Coordinate annotation records:
* start *
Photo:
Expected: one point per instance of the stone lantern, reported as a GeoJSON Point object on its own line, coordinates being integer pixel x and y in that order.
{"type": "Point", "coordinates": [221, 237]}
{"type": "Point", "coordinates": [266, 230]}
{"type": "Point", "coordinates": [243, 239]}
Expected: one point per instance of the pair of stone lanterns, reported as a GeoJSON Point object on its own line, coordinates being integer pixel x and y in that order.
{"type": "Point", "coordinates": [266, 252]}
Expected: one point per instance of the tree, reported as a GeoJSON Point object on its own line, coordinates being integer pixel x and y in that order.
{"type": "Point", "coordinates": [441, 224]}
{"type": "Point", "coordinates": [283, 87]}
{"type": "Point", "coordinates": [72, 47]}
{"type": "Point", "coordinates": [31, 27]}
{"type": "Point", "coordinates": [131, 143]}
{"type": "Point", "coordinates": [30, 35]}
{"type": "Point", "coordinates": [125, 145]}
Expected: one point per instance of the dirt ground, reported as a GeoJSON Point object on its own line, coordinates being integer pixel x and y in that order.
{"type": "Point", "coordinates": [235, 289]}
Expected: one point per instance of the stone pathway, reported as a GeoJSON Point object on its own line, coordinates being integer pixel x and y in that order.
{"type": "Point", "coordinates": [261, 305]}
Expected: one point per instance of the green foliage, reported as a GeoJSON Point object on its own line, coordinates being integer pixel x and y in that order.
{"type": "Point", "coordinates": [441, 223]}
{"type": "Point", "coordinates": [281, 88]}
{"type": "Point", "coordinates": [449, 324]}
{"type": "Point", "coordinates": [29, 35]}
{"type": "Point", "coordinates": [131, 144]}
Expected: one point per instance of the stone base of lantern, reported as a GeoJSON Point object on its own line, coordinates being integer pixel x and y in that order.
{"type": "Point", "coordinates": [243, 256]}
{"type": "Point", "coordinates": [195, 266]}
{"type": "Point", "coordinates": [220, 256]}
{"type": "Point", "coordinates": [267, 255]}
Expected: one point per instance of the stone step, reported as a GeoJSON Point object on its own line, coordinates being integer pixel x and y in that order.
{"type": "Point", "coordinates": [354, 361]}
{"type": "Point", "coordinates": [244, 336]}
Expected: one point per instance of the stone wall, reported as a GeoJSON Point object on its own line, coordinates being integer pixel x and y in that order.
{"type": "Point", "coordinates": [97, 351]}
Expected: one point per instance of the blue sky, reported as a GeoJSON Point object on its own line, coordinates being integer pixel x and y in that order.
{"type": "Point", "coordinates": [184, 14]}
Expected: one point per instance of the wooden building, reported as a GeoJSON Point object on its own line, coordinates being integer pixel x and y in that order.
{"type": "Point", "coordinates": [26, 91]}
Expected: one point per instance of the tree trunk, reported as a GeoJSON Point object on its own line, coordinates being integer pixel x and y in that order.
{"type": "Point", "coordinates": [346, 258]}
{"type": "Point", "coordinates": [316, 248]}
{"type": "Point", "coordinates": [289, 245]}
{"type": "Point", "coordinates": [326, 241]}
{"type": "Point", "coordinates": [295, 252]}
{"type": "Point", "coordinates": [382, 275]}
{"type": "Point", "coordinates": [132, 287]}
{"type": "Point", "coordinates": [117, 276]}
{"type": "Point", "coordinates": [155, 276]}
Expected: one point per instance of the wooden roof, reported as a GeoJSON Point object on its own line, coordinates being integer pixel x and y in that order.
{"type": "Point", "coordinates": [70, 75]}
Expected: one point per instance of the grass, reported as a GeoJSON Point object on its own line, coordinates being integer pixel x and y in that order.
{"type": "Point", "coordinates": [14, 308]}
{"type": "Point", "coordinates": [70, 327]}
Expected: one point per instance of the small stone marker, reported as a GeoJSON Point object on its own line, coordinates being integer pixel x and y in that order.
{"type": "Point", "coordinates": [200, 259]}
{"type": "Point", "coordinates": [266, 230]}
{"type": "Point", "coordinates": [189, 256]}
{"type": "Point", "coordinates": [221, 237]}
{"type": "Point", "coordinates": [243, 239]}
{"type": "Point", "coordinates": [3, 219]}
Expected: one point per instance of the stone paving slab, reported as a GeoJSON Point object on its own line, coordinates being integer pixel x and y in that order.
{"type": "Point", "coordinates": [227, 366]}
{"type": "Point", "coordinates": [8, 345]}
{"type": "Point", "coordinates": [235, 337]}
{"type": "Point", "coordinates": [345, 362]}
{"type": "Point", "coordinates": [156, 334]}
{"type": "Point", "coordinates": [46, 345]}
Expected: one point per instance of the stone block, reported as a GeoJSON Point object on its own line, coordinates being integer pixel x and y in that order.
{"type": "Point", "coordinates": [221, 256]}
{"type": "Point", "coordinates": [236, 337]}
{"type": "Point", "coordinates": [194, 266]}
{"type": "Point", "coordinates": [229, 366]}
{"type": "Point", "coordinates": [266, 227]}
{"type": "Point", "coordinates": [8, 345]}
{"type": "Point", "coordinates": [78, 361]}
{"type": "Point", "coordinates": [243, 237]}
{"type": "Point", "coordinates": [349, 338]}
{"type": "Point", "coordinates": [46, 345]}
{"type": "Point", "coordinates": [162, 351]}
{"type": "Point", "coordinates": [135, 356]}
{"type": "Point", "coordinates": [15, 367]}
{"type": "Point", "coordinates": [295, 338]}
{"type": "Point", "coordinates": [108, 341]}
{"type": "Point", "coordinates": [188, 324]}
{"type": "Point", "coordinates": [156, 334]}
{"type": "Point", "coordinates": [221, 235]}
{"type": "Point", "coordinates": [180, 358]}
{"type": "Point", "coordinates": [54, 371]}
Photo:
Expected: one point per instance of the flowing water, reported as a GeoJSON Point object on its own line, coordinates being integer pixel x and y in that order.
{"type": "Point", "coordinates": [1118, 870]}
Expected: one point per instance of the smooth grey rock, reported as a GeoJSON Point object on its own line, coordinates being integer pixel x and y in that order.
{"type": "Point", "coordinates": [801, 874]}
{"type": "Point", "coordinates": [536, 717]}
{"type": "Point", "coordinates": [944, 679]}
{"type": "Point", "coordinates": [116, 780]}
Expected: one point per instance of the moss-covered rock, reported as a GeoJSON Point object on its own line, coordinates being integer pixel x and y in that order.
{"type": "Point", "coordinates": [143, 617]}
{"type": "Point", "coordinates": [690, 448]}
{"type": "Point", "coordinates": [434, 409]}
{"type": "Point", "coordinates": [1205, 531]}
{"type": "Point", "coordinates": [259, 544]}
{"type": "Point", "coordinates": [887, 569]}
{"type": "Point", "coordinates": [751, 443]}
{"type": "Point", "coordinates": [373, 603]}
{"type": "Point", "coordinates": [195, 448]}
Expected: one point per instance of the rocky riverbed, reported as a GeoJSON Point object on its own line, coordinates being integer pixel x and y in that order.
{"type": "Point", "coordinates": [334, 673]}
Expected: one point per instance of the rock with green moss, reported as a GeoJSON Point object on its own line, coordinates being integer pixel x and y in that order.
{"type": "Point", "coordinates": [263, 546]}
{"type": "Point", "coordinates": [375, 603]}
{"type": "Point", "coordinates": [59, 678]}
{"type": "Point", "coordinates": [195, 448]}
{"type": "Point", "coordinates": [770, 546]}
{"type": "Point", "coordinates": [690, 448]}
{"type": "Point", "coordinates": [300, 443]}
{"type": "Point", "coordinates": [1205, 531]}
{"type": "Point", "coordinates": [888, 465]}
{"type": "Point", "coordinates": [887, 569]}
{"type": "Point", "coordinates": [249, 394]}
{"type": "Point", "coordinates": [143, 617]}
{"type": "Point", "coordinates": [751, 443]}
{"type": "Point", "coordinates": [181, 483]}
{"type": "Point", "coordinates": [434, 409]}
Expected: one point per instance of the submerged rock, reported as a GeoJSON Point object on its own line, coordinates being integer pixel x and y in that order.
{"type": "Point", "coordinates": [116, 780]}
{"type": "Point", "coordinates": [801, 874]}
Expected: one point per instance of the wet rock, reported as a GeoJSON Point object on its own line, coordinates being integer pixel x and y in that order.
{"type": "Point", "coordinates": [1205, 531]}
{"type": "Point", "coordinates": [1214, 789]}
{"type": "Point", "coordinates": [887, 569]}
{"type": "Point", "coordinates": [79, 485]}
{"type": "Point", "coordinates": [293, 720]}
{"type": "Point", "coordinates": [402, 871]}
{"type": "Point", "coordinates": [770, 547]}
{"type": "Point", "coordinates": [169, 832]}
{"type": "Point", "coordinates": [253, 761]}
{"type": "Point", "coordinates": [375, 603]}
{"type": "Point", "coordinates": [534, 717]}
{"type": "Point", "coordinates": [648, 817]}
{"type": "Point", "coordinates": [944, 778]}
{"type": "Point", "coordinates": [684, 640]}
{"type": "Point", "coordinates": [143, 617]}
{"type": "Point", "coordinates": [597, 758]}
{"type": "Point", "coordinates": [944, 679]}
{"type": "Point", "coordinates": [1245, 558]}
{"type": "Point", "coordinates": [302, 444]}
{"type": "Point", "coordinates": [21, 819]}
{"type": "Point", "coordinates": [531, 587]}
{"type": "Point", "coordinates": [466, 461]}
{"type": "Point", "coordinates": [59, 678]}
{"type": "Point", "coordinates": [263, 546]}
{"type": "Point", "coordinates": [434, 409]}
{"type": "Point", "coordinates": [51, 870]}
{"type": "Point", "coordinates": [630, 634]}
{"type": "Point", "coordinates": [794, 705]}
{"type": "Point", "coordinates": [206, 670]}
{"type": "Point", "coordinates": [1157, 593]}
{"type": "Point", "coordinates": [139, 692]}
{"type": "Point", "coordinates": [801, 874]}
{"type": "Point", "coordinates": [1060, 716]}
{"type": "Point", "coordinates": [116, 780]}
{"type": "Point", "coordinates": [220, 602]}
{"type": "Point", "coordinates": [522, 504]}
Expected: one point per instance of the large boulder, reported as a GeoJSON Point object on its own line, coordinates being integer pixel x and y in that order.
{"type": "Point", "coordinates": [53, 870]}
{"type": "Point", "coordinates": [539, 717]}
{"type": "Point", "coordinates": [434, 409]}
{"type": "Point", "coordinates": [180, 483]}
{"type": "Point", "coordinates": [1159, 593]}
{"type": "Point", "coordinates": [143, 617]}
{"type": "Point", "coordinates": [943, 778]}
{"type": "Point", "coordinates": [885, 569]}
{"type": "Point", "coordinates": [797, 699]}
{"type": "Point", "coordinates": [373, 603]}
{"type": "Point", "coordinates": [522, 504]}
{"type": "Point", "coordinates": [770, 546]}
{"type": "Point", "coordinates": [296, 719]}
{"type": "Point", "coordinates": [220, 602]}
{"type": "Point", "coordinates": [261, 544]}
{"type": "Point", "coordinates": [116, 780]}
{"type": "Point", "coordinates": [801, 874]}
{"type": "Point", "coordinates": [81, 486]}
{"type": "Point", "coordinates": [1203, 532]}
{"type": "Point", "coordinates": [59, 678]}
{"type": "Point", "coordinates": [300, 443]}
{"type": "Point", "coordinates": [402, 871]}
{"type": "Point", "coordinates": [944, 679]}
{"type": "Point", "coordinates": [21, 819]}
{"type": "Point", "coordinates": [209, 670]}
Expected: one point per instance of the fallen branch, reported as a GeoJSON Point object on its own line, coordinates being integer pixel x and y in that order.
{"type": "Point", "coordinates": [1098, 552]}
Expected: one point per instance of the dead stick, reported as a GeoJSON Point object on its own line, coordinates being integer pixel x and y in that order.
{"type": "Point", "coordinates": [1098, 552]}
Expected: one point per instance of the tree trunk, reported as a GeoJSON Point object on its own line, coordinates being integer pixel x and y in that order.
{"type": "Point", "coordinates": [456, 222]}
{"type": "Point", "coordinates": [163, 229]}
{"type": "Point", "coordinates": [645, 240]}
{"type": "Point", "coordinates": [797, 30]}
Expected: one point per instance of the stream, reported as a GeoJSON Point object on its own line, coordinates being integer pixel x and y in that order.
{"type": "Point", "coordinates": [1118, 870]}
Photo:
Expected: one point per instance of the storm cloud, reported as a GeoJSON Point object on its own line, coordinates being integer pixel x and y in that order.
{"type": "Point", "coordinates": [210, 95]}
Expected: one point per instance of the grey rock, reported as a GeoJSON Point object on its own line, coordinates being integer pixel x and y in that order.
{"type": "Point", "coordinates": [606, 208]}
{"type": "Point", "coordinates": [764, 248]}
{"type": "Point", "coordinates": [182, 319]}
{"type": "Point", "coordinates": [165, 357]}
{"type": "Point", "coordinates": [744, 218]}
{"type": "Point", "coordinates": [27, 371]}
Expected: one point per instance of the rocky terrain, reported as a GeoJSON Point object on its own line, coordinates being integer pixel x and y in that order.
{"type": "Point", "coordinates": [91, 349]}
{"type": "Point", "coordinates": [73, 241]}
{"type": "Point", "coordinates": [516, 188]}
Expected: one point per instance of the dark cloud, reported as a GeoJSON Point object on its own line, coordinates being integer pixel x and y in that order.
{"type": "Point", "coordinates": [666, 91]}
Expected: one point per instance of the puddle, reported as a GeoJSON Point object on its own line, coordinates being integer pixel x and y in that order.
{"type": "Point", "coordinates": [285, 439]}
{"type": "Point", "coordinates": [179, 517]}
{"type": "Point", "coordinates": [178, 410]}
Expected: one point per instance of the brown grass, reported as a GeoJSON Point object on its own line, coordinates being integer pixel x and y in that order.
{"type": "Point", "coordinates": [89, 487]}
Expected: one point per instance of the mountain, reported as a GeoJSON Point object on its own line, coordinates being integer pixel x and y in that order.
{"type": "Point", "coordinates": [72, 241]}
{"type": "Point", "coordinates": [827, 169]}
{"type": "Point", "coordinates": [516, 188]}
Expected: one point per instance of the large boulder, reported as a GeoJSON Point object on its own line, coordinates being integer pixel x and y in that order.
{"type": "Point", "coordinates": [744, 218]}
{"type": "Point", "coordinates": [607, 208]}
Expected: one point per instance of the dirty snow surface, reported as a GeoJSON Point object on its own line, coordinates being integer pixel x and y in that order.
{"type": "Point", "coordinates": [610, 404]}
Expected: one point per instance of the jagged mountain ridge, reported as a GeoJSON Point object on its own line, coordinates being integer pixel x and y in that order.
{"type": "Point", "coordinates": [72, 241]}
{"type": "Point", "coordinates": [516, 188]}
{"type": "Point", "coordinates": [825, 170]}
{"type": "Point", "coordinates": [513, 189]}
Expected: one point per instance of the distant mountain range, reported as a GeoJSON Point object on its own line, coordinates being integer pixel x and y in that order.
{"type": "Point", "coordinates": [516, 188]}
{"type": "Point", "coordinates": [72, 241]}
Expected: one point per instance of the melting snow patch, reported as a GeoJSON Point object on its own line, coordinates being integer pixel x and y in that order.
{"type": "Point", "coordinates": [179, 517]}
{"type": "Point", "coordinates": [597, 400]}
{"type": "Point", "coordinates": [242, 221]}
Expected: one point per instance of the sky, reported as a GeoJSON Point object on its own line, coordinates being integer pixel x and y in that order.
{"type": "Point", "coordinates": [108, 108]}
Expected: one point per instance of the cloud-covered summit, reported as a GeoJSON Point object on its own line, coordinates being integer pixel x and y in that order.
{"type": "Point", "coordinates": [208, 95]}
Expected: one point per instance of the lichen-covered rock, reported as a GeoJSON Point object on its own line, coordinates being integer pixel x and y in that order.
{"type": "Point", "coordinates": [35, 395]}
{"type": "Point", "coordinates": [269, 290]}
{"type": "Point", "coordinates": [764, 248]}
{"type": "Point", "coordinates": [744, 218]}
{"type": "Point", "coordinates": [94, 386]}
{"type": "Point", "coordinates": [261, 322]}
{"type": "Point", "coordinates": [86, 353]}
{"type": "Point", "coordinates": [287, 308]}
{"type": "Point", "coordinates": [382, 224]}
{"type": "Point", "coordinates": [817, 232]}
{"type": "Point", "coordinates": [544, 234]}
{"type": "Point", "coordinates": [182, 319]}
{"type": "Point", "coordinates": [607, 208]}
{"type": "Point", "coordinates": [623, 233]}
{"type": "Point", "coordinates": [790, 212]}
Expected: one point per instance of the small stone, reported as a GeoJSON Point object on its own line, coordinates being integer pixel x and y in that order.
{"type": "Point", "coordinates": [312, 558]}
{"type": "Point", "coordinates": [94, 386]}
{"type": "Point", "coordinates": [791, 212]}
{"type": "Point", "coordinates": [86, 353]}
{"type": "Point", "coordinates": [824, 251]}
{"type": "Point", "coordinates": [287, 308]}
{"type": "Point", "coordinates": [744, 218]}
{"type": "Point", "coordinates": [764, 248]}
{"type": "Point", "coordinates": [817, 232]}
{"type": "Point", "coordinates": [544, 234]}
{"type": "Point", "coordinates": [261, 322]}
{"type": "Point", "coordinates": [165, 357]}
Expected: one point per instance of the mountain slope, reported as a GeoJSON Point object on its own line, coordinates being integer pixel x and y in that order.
* end *
Quote only the lines from the line containing "Expected: one point per instance of the lichen-covered" through the end of the entries, keeping the first and the last.

### WORKED ANSWER
Expected: one point per instance of the lichen-covered rock, reported as a GeoJSON Point object on its own line, coordinates being integer pixel x and y in that order.
{"type": "Point", "coordinates": [35, 395]}
{"type": "Point", "coordinates": [269, 290]}
{"type": "Point", "coordinates": [764, 248]}
{"type": "Point", "coordinates": [744, 218]}
{"type": "Point", "coordinates": [94, 386]}
{"type": "Point", "coordinates": [261, 322]}
{"type": "Point", "coordinates": [86, 353]}
{"type": "Point", "coordinates": [287, 308]}
{"type": "Point", "coordinates": [382, 224]}
{"type": "Point", "coordinates": [817, 232]}
{"type": "Point", "coordinates": [544, 234]}
{"type": "Point", "coordinates": [182, 319]}
{"type": "Point", "coordinates": [607, 208]}
{"type": "Point", "coordinates": [623, 233]}
{"type": "Point", "coordinates": [790, 212]}
Expected: one point per instance of the small stone, reported as a GeoJSON Point object on its own line, coordinates being integer pixel x and y in that order.
{"type": "Point", "coordinates": [312, 558]}
{"type": "Point", "coordinates": [94, 386]}
{"type": "Point", "coordinates": [791, 212]}
{"type": "Point", "coordinates": [86, 353]}
{"type": "Point", "coordinates": [824, 251]}
{"type": "Point", "coordinates": [287, 308]}
{"type": "Point", "coordinates": [744, 218]}
{"type": "Point", "coordinates": [764, 248]}
{"type": "Point", "coordinates": [817, 232]}
{"type": "Point", "coordinates": [544, 234]}
{"type": "Point", "coordinates": [261, 322]}
{"type": "Point", "coordinates": [165, 357]}
Expected: one point per instance of the mountain slope, reported as a GeoJSON Point object on its own line, coordinates being integer pixel x and y in that order.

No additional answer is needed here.